• [WORK INSTRUCTIONS]:
#1 In the forum post about the Spark upgrade, which Spark version ran the code without problems before the upgrade?
#2 Name every Spark operation that the forum post about the Spark upgrade says the code uses.
━━━ TEXT SHOWN ━━━
Hi all,
My code was working fine in spark 1.0.2 ,but after upgrading to 1.1.0, its
throwing exceptions and tasks are getting failed.
The code contains some map and filter transformations followed by groupByKey
(reduceByKey in another code ). What I could find out is that the code works
fine until groupByKey or reduceByKey in both versions.But after that the
following errors show up in Spark 1.1.0
java.io.FileNotFoundException:
/tmp/spark-local-20141006173014-4178/35/shuffle_6_0_5161 (Too many open files)
java.io.FileOutputStream.openAppend(Native Method)
java.io.FileOutputStream.<init>(FileOutputStream.java:210)
org.apache.spark.storage.DiskBlockObjectWriter.open(BlockObjectWriter.scala:123)
org.apache.spark.storage.DiskBlockObjectWriter.write(BlockObjectWriter.scala:192)
org.apache.spark.shuffle.hash.HashShuffleWriter$$anonfun$write$1.apply(HashShuffleWriter.scala:67)
org.apache.spark.shuffle.hash.HashShuffleWriter$$anonfun$write$1.apply(HashShuffleWriter.scala:65)
scala.collection.Iterator$class.foreach(Iterator.scala:727)
scala.collection.AbstractIterator.foreach(Iterator.scala:1157)
org.apache.spark.shuffle.hash.HashShuffleWriter.write(HashShuffleWriter.scala:65)
org.apache.spark.scheduler.ShuffleMapTask.runTask(ShuffleMapTask.scala:68)
org.apache.spark.scheduler.ShuffleMapTask.runTask(ShuffleMapTask.scala:41)
org.apache.spark.scheduler.Task.run(Task.scala:54)
org.apache.spark.executor.Executor$TaskRunner.run(Executor.scala:177)
java.util.concurrent.ThreadPoolExecutor.runWorker(ThreadPoolExecutor.java:1146)
java.util.concurrent.ThreadPoolExecutor$Worker.run(ThreadPoolExecutor.java:615)
java.lang.Thread.run(Thread.java:701)
I cleaned my /tmp directory,changed my local directory to another folder ; but
nothing helped.
Can anyone say what could be the reason .?
Thanks & Regards,
Meethu M
━━━ EXTRACTED INFORMATION ━━━
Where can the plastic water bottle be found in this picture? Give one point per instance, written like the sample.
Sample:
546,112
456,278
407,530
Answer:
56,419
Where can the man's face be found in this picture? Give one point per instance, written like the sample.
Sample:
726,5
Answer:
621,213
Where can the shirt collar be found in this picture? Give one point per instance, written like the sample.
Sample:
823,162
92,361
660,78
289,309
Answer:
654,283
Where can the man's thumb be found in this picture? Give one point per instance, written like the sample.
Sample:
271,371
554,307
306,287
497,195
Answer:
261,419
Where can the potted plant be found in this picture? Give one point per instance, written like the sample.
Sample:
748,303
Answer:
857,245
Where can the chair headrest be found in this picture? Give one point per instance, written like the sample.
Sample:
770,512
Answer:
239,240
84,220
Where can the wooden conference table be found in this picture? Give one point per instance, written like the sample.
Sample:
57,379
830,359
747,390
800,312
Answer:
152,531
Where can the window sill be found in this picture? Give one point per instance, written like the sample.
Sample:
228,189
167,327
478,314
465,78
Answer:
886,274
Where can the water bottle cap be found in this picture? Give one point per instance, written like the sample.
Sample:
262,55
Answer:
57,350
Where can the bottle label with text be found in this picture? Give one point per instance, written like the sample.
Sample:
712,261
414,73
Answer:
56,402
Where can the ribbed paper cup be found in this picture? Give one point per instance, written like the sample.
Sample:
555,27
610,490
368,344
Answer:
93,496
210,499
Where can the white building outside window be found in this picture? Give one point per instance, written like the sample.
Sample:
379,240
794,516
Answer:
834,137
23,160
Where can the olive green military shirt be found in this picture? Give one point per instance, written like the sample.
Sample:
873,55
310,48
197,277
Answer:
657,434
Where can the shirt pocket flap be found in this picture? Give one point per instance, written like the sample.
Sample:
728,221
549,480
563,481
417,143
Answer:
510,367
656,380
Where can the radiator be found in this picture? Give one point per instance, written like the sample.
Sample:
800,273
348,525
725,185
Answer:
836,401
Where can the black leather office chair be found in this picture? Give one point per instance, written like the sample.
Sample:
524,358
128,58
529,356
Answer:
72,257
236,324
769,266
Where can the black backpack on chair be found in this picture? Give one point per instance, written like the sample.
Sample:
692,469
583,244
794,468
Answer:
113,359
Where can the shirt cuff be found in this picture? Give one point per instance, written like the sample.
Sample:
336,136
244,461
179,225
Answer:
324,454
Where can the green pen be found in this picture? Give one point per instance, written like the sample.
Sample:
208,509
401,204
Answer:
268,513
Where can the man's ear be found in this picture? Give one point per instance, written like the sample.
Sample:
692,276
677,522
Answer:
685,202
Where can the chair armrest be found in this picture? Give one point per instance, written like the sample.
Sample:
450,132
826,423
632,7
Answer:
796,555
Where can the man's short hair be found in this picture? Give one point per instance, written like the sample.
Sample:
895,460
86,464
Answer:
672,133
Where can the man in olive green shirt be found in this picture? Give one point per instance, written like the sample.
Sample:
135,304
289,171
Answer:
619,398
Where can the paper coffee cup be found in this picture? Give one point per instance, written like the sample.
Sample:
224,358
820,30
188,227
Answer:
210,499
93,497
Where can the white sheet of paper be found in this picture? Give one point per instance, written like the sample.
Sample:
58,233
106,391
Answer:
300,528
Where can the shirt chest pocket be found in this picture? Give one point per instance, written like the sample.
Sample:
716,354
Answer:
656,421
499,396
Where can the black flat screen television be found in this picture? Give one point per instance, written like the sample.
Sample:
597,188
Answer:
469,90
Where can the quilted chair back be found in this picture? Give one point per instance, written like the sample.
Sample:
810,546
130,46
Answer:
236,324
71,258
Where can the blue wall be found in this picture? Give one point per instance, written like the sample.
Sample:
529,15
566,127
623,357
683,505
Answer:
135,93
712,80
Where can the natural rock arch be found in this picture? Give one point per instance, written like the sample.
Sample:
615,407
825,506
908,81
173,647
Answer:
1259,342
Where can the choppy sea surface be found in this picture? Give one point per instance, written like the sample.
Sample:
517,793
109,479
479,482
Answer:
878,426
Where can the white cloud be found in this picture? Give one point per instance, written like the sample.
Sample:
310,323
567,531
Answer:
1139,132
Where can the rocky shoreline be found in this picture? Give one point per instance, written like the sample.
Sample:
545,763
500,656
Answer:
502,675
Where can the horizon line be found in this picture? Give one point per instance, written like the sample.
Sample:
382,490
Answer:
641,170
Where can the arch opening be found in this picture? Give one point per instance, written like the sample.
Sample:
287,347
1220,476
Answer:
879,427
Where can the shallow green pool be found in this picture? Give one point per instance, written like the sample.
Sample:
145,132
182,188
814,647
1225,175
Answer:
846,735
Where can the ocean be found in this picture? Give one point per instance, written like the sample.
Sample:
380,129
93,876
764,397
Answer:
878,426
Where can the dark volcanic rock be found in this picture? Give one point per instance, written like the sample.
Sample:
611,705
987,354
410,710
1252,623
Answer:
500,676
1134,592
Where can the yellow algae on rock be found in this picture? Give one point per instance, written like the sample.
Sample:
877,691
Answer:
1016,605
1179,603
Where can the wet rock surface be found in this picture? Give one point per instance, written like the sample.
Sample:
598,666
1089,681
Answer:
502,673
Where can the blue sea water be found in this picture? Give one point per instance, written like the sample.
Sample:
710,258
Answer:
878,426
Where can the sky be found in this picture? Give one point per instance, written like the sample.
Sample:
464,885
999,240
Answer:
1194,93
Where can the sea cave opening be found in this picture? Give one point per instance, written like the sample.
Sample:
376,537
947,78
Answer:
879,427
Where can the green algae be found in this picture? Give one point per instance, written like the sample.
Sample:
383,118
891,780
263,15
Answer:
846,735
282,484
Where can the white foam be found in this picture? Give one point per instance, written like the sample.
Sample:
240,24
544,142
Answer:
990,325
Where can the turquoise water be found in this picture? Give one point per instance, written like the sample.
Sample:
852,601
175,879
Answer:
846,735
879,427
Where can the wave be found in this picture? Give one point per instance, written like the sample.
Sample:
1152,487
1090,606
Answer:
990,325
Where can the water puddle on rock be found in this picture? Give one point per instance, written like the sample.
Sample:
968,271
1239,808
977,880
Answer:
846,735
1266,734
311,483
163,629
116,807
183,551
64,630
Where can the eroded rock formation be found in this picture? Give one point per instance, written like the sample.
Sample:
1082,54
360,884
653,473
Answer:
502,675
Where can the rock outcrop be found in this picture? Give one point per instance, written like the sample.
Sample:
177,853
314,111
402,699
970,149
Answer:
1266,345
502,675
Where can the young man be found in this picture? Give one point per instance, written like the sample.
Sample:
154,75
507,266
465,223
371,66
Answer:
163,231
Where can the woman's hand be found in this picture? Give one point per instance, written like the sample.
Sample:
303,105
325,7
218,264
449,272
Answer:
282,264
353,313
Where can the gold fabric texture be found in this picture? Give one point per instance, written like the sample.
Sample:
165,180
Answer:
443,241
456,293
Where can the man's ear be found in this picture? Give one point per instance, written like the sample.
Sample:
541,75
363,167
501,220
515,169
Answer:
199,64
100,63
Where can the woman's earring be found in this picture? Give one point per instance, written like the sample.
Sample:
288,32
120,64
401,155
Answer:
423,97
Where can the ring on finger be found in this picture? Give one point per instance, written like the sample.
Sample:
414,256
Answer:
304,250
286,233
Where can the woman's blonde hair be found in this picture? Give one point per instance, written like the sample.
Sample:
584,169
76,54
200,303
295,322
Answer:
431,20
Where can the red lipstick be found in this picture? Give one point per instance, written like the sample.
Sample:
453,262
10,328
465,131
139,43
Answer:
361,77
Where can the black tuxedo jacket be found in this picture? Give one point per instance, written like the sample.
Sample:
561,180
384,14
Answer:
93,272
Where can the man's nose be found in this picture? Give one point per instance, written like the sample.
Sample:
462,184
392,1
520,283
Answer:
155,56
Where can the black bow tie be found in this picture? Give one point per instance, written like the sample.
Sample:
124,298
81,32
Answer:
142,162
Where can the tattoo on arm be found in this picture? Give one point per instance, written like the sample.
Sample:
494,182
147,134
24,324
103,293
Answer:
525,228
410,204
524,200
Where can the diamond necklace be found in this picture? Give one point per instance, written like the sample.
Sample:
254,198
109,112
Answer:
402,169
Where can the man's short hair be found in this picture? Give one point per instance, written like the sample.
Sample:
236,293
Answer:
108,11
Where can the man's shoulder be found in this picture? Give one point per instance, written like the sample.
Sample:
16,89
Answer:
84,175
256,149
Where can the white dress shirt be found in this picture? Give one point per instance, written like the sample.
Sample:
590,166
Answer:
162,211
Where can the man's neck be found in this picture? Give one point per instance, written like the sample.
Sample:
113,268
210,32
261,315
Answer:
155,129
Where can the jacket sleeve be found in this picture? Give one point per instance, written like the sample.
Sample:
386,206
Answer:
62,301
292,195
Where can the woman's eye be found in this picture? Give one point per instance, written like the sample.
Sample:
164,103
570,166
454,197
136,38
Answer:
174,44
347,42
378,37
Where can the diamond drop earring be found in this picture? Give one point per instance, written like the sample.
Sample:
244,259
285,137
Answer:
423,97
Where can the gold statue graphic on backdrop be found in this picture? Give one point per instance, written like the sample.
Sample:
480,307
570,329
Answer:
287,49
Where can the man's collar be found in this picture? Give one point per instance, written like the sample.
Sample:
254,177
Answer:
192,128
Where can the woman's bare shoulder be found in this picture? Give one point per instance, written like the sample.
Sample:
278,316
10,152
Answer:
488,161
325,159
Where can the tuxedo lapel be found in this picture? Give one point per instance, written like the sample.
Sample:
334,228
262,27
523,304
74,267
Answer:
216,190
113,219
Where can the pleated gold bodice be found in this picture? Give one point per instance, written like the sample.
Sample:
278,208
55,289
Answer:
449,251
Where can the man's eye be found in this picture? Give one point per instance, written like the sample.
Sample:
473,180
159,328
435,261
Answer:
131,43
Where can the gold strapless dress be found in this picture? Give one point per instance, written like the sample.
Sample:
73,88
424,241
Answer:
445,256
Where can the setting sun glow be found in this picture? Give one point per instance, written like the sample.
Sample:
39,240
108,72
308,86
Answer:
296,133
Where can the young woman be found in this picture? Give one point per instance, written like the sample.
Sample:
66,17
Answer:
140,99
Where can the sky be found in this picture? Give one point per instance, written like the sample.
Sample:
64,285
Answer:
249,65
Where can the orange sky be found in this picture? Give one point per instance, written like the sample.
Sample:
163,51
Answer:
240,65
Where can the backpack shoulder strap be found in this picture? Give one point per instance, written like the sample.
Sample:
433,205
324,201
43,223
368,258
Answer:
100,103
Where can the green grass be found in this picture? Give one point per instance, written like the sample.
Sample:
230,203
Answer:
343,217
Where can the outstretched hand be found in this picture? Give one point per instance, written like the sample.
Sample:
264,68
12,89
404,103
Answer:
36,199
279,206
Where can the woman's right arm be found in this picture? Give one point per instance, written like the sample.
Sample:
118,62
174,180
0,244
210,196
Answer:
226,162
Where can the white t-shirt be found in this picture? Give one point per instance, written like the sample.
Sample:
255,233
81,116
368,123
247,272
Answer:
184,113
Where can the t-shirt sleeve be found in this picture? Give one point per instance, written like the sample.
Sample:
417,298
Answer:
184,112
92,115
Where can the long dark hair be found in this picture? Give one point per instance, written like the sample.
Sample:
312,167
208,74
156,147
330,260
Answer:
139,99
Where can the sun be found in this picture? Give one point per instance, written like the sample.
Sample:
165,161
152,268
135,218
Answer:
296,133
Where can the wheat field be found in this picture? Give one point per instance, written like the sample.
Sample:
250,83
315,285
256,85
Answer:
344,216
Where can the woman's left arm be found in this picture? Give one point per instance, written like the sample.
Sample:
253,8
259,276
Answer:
━━━
• [ANSWERS TO THE TASKS]:
#1 Spark 1.0.2

#2 map, filter, groupByKey, reduceByKey